Start of Extract provided
Report: Satellite Images Suggest North Korea Has Been Enriching Uranium All Year

A man watches a news report at a railway station in Seoul on September 15, 2015, on the confirmation from North Korea that the nuclear reactor seen as the country's main source of weapons-grade plutonium had resumed normal operations, raising a further red flag amid growing signs the North may …

The North Korea monitor website 38 North published satellite images on Tuesday that indicate uranium enrichment activity continues at the communist regime’s Yongbyon Nuclear Scientific Research Center, one of the top facilities for the generation of nuclear fuel.

The website published its new images, which analysts noted seemed to show “continued enrichment operations,” on the same day that North Korean state media published a speech by communist dictator Kim Jong-un in which he asserted that the illegal possession of nuclear weapons was responsible for the end of active hostilities in the Korean War, and would ensure long-term peace.

The Korean War remains currently in vigor, turning 70 years old this year, as none of the participants have signed a peace treaty. An armistice agreement between the two Koreas and their allies, China and America, resulted in the end of active fighting in 1953.

“Commercial satellite imagery over the past year indicates that the light activity observed throughout North Korea’s Yongbyon Nuclear Scientific Research Center goes beyond a caretaker status,” 38North observed on Tuesday. “Caretaker” operations would result in the facility only being kept ready for immediate use rather than actively generating enriched uranium and such a status would show a potential desire on the part of the regime to come to an agreement with the international community to end its illegal nuclear weapons development. Instead, the satellite images appear to show that North Korea is actively generating fissile material that can be used to build a bomb.
End of Extract provided
Start of Supplied data
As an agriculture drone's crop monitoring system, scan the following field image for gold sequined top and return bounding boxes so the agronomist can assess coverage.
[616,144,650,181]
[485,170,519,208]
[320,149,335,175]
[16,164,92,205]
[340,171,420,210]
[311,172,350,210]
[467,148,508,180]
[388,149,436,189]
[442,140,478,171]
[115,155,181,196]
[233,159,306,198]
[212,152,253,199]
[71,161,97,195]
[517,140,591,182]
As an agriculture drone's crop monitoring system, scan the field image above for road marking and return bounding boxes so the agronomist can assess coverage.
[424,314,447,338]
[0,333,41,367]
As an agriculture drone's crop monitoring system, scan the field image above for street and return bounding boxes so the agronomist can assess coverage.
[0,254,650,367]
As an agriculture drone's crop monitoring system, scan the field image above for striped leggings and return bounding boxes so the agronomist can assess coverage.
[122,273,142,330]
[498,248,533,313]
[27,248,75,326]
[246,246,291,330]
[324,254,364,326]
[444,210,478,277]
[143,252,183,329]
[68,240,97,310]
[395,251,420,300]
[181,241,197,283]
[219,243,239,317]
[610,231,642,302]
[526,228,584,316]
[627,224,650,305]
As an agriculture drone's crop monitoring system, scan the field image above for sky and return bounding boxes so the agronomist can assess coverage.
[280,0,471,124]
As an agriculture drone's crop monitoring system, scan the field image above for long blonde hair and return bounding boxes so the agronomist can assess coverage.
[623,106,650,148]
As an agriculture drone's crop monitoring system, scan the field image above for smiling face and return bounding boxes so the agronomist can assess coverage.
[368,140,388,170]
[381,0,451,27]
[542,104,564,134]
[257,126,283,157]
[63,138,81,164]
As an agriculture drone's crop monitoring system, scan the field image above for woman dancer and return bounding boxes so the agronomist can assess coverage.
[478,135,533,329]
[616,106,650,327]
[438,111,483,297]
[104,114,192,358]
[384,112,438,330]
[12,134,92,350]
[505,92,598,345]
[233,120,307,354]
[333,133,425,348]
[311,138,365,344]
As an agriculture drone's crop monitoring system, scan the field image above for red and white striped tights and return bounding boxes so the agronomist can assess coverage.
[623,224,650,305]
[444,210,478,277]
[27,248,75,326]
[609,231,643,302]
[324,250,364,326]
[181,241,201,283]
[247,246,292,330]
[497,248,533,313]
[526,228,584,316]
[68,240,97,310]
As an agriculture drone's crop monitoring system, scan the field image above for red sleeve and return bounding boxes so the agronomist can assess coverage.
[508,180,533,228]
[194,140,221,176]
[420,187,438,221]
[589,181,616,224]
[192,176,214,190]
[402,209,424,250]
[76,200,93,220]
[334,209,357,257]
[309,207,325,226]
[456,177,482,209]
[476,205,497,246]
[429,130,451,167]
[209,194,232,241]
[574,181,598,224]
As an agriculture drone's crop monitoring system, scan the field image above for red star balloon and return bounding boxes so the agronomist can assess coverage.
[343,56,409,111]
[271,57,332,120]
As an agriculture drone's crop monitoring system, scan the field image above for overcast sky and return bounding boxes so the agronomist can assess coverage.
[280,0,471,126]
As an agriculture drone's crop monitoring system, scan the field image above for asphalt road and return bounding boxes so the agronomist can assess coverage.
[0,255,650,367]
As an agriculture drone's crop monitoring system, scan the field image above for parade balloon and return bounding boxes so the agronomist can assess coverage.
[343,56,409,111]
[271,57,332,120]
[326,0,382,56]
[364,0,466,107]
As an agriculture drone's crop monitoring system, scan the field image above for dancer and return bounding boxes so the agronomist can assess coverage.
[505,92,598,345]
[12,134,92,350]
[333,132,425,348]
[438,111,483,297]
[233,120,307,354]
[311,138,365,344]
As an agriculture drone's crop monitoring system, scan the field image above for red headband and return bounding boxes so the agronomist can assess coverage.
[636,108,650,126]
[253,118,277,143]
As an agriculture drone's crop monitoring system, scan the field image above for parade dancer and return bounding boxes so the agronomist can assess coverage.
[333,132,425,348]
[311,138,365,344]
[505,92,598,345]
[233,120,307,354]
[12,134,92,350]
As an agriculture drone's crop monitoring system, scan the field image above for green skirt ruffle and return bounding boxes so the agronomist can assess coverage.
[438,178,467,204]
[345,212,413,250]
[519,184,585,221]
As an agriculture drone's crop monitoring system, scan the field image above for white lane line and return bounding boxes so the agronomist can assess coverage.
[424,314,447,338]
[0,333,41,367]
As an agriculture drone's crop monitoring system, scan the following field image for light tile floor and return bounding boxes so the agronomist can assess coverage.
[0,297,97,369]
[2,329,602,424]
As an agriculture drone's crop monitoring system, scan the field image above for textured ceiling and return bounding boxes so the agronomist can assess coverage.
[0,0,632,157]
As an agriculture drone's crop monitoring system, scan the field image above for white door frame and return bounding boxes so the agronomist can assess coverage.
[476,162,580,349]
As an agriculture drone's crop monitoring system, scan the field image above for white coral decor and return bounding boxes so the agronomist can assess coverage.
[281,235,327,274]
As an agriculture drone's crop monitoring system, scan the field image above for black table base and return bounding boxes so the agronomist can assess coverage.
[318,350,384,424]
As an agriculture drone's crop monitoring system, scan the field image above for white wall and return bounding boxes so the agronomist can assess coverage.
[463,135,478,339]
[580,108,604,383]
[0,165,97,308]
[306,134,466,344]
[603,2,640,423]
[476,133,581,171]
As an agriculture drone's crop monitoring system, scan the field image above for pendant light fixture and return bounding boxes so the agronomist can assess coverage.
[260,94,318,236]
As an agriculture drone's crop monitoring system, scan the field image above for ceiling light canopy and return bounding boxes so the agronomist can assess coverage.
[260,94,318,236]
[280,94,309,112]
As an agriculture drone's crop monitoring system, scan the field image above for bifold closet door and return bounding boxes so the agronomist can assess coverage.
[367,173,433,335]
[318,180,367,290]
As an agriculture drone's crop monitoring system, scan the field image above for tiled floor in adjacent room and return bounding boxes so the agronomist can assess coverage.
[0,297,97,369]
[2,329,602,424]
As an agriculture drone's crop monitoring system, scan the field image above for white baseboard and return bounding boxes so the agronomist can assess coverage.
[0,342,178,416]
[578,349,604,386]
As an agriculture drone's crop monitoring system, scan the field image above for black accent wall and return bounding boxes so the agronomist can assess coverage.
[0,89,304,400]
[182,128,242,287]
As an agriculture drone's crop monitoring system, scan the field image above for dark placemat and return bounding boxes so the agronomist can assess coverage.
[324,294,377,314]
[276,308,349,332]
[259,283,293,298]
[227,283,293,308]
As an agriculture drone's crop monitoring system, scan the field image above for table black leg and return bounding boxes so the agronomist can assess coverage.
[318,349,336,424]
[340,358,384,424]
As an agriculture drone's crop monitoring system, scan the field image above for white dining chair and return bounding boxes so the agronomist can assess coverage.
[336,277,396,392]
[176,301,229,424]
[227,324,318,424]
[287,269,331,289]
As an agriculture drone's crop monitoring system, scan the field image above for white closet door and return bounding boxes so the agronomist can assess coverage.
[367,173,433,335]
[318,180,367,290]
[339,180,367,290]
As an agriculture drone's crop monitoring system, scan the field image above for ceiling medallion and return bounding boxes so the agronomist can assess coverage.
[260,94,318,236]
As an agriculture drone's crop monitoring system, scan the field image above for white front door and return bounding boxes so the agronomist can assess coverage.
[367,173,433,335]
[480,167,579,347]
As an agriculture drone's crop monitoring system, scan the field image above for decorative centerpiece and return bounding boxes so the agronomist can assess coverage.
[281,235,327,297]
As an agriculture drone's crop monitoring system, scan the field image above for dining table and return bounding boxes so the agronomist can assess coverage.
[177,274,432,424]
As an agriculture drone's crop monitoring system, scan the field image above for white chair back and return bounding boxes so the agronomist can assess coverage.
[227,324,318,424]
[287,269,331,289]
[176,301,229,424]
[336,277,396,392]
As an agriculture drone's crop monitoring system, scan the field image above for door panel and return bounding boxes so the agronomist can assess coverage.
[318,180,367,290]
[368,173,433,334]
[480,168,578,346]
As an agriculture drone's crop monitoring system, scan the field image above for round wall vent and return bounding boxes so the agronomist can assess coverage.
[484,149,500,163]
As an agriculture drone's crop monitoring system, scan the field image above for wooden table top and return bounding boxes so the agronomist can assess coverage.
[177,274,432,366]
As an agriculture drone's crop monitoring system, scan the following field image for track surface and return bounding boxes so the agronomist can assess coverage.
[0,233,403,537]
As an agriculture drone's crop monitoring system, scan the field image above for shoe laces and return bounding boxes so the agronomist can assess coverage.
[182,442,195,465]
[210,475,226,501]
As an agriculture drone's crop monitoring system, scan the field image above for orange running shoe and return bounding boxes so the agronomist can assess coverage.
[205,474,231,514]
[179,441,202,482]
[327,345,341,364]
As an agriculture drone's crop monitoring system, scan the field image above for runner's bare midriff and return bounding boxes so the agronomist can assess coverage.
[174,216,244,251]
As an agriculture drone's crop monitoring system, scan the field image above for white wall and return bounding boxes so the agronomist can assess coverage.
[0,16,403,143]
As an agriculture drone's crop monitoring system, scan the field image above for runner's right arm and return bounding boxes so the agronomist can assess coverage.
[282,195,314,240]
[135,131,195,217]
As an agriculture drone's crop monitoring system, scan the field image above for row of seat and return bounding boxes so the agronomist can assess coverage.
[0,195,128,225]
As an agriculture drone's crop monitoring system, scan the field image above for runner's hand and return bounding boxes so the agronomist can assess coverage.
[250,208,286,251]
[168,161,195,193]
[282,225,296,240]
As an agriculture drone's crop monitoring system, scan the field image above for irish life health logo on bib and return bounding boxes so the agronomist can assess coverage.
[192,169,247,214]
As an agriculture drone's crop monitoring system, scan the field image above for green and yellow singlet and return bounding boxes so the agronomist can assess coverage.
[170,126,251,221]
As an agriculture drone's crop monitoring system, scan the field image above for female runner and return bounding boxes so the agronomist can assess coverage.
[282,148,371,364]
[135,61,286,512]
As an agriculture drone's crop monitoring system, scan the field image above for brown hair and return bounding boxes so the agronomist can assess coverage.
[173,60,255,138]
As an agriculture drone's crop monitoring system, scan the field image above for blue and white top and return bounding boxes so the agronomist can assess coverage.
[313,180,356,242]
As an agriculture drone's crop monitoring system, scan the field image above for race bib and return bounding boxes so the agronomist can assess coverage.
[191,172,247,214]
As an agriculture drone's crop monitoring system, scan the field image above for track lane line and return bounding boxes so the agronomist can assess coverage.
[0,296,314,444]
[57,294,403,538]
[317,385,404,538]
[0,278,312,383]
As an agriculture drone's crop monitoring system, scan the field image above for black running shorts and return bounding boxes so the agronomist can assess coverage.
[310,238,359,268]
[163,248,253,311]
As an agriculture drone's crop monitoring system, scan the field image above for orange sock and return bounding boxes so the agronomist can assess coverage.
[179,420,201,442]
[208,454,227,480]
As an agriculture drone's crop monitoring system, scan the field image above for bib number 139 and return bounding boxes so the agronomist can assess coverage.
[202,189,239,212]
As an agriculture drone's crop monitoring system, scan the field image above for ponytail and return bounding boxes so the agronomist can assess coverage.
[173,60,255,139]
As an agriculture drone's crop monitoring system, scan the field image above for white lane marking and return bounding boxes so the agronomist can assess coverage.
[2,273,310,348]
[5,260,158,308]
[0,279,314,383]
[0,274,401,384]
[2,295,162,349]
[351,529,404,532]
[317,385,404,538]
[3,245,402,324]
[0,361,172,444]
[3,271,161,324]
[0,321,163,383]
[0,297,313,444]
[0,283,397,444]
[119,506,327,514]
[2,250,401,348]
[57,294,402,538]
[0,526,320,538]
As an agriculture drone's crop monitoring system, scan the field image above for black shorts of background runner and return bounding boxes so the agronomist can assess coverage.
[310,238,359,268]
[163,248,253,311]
End of Supplied data
What the task asks:
Could you copy the passage of the North Korea enrichment report from "The North Korea" to "ensure long-term peace." word for word?

Finished task:
The North Korea monitor website 38 North published satellite images on Tuesday that indicate uranium enrichment activity continues at the communist regime’s Yongbyon Nuclear Scientific Research Center, one of the top facilities for the generation of nuclear fuel.

The website published its new images, which analysts noted seemed to show “continued enrichment operations,” on the same day that North Korean state media published a speech by communist dictator Kim Jong-un in which he asserted that the illegal possession of nuclear weapons was responsible for the end of active hostilities in the Korean War, and would ensure long-term peace.